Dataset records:
========

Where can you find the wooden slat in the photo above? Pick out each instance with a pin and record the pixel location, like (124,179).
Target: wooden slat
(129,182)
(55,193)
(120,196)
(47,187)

========

▶ **Problem statement**
Reproduce the records above word for word.

▶ **Your response**
Where can you find the wooden slat in the photo above? Pick out each instance with a pin and record the pixel location, like (124,179).
Target: wooden slat
(129,182)
(55,193)
(120,196)
(47,187)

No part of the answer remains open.